==== DATA IN THIS EXERCISE ====
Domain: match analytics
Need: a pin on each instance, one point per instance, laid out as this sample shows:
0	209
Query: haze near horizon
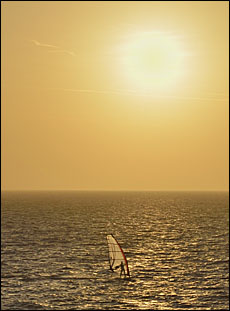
115	95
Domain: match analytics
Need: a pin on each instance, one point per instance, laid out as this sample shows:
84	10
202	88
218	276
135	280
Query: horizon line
115	190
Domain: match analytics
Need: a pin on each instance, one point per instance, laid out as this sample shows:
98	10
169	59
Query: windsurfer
122	269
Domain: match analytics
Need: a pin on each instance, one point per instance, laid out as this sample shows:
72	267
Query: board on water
117	258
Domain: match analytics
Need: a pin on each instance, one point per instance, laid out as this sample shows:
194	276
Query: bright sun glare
153	61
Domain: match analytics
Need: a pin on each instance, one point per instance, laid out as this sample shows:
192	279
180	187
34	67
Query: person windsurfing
122	269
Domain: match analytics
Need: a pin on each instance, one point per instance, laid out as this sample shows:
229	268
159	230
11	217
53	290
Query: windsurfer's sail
117	259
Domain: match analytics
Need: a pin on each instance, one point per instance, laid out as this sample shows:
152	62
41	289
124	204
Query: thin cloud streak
54	48
131	92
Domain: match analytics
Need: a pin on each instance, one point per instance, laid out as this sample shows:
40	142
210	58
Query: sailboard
117	258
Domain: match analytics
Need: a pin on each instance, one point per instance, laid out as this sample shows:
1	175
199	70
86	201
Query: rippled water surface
55	256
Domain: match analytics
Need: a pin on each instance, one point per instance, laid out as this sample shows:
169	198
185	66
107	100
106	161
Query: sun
153	61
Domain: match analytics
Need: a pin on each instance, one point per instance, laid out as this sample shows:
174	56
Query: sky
119	95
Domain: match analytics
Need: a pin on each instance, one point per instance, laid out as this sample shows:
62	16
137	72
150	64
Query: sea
55	252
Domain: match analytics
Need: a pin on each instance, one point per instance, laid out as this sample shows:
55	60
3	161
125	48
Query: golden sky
115	95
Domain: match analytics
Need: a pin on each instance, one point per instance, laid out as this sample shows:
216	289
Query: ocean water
55	254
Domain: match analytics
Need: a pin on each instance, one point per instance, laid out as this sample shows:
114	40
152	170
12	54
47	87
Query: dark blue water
55	256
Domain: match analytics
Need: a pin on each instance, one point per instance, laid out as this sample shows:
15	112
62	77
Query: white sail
116	255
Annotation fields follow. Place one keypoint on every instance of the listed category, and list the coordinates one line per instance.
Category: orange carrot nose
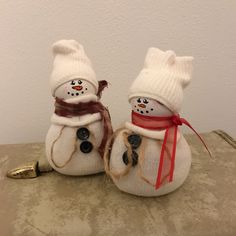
====
Copy the data exactly. Any picture it contains is to be omitted.

SOLUTION FOR THIS TASK:
Domain: match analytics
Need: a pin on each instance, one point per instance, laid out as this sample shows:
0	209
Query: haze near horizon
115	95
Domain: match analytics
Need: a pin on each instance, one point per instance, laid out as this sample shows:
84	10
202	88
218	276
135	280
Query: horizon line
115	190
Domain: match analytics
Need: a pin on each instance, one point per instance, laid out as this sample shows:
98	10
169	59
Query: windsurfer
122	269
Domain: match analytics
Need: a pin on each instance, one point per instance, laid out as this sample shows:
72	267
Query: board on water
117	258
Domain: match analytics
Need: a pin on each instance, one point per instance, laid out as this sample shows:
194	276
Query: bright sun glare
153	61
Domain: match analytics
Need: a pin on each instance, one point per instance, laid out as this sample shows:
192	279
180	187
34	67
Query: person windsurfing
122	269
Domain: match analytics
Need: a pin on each instance, one point per instance, laid out as this sample shows:
229	268
159	230
11	217
53	290
Query: windsurfer's sail
117	259
Domain: match analytics
Need: a pin on each instance, one point per instance, laid out as this sample shows:
152	62
41	289
124	204
Query: thin cloud streak
54	48
131	92
Domain: match analytics
Need: a pin on each instance, one point per instance, laid out as this sample shows:
40	142
210	58
Query: sailboard
117	258
Domain: match analytics
Need: a pin on each instance, one point per instance, laid out as this sample shows:
1	175
199	70
86	201
Query: rippled water surface
55	256
Domain: match analytics
Need: a pin on each instance, one point per instance, laid out as this sample shows:
169	198
185	66
107	100
106	161
Query: sun
153	61
Domain: match analytics
Need: a pin on each instance, one point per instance, laid out as this sample shows:
174	56
Query: sky
119	95
Domain: match analytics
Need: a pin on each instance, one point per instance, laid out as this sample shows:
62	16
137	72
150	64
Query: sea
55	252
Domain: match analytics
Need: a pin on each instance, one point per instance, laid out as this sample shows:
55	60
3	161
125	48
Query: golden sky
115	95
Domain: match analytics
Need: a pin on each instance, one point per instance, laid out as this sample shows:
216	289
Query: ocean water
55	254
Domain: match analytics
Need: a pin on each instance, one point per instance, laid out as this sample shows:
114	40
152	170
12	54
47	87
Query: dark blue water
55	256
Domain: match analytics
Need: a pin on each instance, one point per instance, laid out as this sample shows:
15	112
62	77
Query: white sail
116	255
Annotation fields follow. Place one keypoint on every instance of the listed category, and list the coordinates one line per instance.
Category: orange carrot nose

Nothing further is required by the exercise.